Output all of the records word for word and drop the images.

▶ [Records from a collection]

== Segment start ==

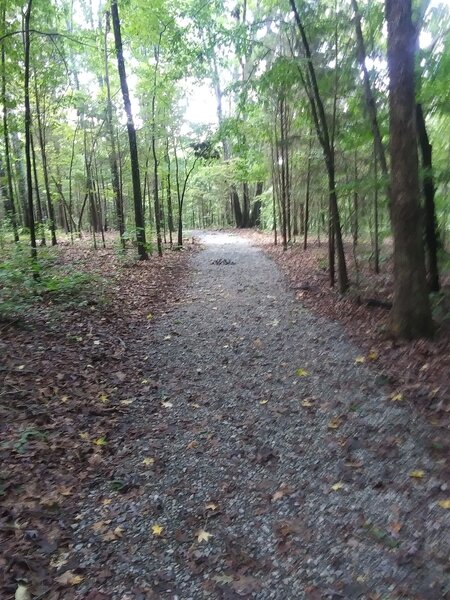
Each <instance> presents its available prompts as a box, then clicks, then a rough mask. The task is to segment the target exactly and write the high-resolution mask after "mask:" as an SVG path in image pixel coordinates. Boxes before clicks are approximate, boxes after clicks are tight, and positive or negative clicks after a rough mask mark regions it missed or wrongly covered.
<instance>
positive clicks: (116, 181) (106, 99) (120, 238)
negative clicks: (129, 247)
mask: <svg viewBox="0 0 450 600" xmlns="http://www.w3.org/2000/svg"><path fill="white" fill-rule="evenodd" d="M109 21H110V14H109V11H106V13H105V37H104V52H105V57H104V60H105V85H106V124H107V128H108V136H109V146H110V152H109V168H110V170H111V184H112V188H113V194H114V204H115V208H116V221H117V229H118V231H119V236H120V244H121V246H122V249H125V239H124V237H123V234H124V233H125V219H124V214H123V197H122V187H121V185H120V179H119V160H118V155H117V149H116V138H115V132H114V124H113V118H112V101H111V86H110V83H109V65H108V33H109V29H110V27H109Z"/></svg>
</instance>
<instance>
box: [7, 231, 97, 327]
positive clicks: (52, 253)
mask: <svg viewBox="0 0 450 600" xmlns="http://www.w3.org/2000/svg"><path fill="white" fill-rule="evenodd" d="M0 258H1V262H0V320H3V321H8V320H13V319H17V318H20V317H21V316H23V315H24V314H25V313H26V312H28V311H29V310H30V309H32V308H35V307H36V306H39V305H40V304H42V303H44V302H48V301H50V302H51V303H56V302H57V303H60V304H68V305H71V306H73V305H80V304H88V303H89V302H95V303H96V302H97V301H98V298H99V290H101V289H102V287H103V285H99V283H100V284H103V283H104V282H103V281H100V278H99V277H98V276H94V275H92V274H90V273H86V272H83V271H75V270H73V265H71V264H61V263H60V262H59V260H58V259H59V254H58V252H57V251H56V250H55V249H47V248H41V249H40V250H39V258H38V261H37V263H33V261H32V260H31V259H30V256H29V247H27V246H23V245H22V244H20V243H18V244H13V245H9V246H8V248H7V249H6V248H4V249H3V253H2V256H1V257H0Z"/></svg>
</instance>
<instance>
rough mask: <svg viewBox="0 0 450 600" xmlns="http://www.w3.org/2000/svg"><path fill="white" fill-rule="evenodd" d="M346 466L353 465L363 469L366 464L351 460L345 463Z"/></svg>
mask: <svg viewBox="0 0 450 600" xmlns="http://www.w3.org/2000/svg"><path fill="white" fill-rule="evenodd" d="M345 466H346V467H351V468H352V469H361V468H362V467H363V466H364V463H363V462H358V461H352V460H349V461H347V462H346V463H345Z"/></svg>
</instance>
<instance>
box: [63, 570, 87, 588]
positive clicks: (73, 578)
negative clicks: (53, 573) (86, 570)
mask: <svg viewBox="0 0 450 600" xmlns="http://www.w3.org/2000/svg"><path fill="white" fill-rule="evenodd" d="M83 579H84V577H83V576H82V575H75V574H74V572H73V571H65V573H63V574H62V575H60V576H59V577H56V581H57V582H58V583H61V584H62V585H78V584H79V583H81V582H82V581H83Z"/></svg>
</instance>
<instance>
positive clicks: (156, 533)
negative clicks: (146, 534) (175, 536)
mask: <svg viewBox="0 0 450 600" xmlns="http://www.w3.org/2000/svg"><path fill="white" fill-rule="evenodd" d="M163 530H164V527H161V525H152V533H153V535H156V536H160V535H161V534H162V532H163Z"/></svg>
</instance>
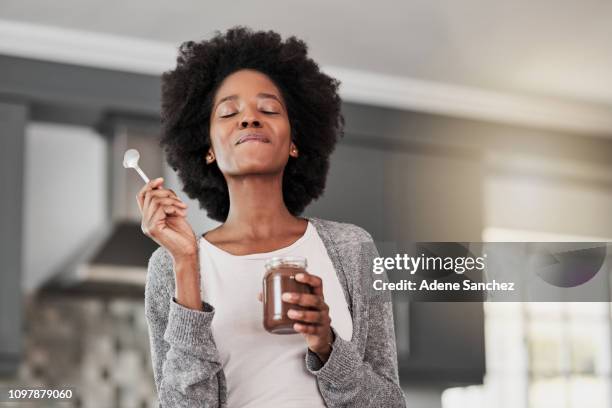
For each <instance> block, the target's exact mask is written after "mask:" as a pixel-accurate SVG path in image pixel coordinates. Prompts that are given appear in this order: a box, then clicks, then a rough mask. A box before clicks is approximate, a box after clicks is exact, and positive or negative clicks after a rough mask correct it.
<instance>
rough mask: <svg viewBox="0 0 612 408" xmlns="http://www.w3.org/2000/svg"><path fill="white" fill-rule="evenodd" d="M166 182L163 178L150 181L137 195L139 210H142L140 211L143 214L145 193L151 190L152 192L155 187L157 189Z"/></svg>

== Segment end ==

▶ [Solution below]
Each <instance> presents its available prompts as a box, then clicks, then a rough mask. The task is to segment the target exactly and write the high-resolution mask after "mask:" as an SVG path in image pixel coordinates. Boxes before clicks are approximate, boxes after clicks are tight, and positive or negative clicks after a rough mask mark regions it missed or wrongly covered.
<instance>
positive clicks: (116, 181) (106, 99) (120, 238)
negative clicks: (129, 247)
mask: <svg viewBox="0 0 450 600" xmlns="http://www.w3.org/2000/svg"><path fill="white" fill-rule="evenodd" d="M109 21H110V14H109V11H106V13H105V37H104V52H105V57H104V60H105V85H106V124H107V128H108V136H109V146H110V152H109V168H110V170H111V184H112V188H113V194H114V204H115V208H116V221H117V229H118V231H119V236H120V244H121V246H122V249H125V239H124V237H123V234H124V233H125V219H124V214H123V197H122V187H121V185H120V179H119V160H118V155H117V149H116V138H115V132H114V124H113V118H112V101H111V86H110V83H109V65H108V33H109V29H110V27H109Z"/></svg>
</instance>
<instance>
box: [7, 231, 97, 327]
positive clicks: (52, 253)
mask: <svg viewBox="0 0 450 600" xmlns="http://www.w3.org/2000/svg"><path fill="white" fill-rule="evenodd" d="M0 258H1V262H0V320H3V321H8V320H13V319H17V318H20V317H21V316H23V315H24V314H25V313H26V312H28V311H29V310H30V309H32V308H35V307H36V306H39V305H40V304H42V303H44V302H48V301H50V302H51V303H56V302H57V303H60V304H68V305H71V306H73V305H80V304H88V303H89V302H95V303H96V302H97V301H98V298H99V290H101V289H102V287H103V285H99V283H100V284H103V283H104V282H103V281H100V278H99V277H98V276H94V275H92V274H90V273H86V272H83V271H75V270H73V265H71V264H61V263H60V262H59V260H58V259H59V254H58V252H57V251H56V250H55V249H47V248H41V249H40V250H39V258H38V261H37V263H33V261H32V260H31V259H30V256H29V247H27V246H23V245H22V244H20V243H18V244H13V245H9V246H8V248H7V249H6V248H4V249H3V253H2V256H1V257H0Z"/></svg>
</instance>
<instance>
rough mask: <svg viewBox="0 0 450 600" xmlns="http://www.w3.org/2000/svg"><path fill="white" fill-rule="evenodd" d="M346 466L353 465L363 469L366 464L351 460L345 463Z"/></svg>
mask: <svg viewBox="0 0 450 600" xmlns="http://www.w3.org/2000/svg"><path fill="white" fill-rule="evenodd" d="M345 466H346V467H351V468H352V469H361V468H362V467H363V466H364V463H363V462H358V461H352V460H349V461H347V462H346V463H345Z"/></svg>
</instance>
<instance>
box: [63, 570, 87, 588]
positive clicks: (73, 578)
negative clicks: (53, 573) (86, 570)
mask: <svg viewBox="0 0 450 600" xmlns="http://www.w3.org/2000/svg"><path fill="white" fill-rule="evenodd" d="M83 579H84V577H83V576H82V575H75V574H74V572H73V571H65V573H63V574H62V575H60V576H59V577H56V581H57V582H58V583H61V584H62V585H78V584H79V583H81V582H82V581H83Z"/></svg>
</instance>
<instance>
positive clicks: (156, 533)
negative clicks: (146, 534) (175, 536)
mask: <svg viewBox="0 0 450 600" xmlns="http://www.w3.org/2000/svg"><path fill="white" fill-rule="evenodd" d="M163 530H164V527H161V525H152V533H153V535H156V536H160V535H161V534H162V532H163Z"/></svg>
</instance>
For each <instance> block, the target's exact mask is written after "mask:" as a pixel-accurate SVG path in image pixel coordinates. Prompts that are given appear in this order: a box, then clicks, then a rough mask. A box before clicks is approximate, a box after clicks is exact, and positive or negative clicks after a rough mask correct it.
<instance>
rough mask: <svg viewBox="0 0 612 408" xmlns="http://www.w3.org/2000/svg"><path fill="white" fill-rule="evenodd" d="M166 182L163 178L150 181L137 195L139 210H142L140 211L143 214L145 193L151 190L152 192L155 187L157 189Z"/></svg>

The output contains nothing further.